Return exactly the lines from the one that contains "Where can you spot the small dog" up to the last line of the listing, and nothing else.

**Dataset content**
·····

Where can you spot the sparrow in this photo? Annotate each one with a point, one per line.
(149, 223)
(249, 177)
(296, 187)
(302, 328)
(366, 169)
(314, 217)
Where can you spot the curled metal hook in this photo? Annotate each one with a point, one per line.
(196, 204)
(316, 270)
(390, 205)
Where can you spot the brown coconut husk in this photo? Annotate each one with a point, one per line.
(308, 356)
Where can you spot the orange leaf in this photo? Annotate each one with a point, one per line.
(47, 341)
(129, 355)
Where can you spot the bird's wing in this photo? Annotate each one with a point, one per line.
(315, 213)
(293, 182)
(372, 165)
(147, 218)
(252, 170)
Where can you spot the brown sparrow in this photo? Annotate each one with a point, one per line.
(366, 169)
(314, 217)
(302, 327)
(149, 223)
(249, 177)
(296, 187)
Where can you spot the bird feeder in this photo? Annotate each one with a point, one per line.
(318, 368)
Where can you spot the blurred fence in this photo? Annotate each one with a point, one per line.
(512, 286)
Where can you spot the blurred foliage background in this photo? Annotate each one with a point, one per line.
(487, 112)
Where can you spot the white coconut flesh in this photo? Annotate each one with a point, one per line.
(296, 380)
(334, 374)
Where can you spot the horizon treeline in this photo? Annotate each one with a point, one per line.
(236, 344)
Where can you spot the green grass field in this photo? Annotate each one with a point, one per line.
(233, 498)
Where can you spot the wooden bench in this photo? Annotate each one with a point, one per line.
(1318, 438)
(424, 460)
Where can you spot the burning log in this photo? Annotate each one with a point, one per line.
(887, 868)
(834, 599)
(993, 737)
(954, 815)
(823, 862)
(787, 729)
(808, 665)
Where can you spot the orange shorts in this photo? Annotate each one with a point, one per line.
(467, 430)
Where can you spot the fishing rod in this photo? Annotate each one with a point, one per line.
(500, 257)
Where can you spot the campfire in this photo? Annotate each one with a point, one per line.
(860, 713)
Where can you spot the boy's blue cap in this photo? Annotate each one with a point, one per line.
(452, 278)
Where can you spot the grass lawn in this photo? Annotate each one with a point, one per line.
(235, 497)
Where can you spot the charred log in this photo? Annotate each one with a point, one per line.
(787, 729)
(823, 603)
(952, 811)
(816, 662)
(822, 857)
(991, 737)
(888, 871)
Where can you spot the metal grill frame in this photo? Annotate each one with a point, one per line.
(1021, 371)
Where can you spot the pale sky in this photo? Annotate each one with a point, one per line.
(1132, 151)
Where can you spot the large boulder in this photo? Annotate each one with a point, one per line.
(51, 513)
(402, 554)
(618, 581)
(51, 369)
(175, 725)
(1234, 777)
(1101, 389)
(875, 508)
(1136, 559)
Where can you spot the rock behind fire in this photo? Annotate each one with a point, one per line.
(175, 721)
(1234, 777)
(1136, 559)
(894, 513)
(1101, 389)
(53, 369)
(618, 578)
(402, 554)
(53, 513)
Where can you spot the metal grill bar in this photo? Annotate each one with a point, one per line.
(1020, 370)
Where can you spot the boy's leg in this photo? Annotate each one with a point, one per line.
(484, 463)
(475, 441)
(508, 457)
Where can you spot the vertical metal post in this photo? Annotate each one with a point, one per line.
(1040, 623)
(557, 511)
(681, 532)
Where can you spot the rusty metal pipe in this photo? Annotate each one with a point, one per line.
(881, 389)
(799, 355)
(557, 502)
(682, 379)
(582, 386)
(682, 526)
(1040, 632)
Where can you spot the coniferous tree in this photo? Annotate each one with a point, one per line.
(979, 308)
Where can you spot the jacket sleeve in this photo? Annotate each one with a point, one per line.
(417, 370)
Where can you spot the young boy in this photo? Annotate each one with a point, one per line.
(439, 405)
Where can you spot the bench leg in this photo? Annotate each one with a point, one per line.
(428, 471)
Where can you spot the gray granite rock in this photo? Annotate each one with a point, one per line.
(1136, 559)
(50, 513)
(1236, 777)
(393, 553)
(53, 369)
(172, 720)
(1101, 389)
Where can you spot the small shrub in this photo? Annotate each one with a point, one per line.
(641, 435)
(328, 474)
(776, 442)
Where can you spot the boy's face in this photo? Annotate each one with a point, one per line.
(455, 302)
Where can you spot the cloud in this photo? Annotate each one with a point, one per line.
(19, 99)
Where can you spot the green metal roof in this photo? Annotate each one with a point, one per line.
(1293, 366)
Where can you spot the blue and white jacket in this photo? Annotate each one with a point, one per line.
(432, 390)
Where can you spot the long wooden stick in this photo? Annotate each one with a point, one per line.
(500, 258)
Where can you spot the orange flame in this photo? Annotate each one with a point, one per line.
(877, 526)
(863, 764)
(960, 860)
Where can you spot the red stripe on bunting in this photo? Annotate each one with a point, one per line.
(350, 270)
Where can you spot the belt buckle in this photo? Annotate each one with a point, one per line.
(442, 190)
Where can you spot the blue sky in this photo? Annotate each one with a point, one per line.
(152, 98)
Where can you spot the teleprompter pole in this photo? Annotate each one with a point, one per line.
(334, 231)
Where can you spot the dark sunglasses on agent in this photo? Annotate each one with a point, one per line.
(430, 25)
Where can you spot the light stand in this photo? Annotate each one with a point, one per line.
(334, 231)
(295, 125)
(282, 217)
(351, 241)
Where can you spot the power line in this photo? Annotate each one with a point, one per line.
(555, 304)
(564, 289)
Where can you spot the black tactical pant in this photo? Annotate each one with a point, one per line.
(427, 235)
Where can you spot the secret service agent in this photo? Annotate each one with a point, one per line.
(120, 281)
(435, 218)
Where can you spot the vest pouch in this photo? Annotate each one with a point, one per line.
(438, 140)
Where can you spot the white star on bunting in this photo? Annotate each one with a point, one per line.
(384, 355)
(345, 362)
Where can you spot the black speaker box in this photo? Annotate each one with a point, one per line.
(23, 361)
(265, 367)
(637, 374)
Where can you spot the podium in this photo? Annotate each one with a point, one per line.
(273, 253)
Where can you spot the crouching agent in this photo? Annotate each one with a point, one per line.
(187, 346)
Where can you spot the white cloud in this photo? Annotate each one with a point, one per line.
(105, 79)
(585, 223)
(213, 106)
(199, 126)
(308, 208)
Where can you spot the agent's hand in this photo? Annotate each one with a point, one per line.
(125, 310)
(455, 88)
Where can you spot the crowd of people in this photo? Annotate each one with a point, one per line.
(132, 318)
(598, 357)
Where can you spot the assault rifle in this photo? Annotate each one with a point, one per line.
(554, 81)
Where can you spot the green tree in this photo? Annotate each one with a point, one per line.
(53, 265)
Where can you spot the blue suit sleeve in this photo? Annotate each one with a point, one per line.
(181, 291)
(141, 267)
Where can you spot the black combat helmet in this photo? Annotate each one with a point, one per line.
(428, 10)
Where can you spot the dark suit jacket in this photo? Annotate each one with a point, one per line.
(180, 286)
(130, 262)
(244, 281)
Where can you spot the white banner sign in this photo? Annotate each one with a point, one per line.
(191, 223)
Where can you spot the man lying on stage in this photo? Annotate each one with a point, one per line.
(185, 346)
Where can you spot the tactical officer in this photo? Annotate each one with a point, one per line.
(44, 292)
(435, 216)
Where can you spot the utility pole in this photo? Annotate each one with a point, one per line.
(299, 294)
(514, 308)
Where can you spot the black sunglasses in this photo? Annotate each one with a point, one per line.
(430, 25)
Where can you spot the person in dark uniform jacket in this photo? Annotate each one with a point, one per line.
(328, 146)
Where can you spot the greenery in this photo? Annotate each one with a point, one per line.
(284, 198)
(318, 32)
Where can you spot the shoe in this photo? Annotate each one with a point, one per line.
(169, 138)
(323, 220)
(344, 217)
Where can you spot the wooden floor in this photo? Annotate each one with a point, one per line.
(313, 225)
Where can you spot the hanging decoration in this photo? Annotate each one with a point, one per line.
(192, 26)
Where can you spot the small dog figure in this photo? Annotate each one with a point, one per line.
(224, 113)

·····

**Written response**
Where can you spot the small dog figure in this photo? Annotate each one with a point, one per line.
(224, 113)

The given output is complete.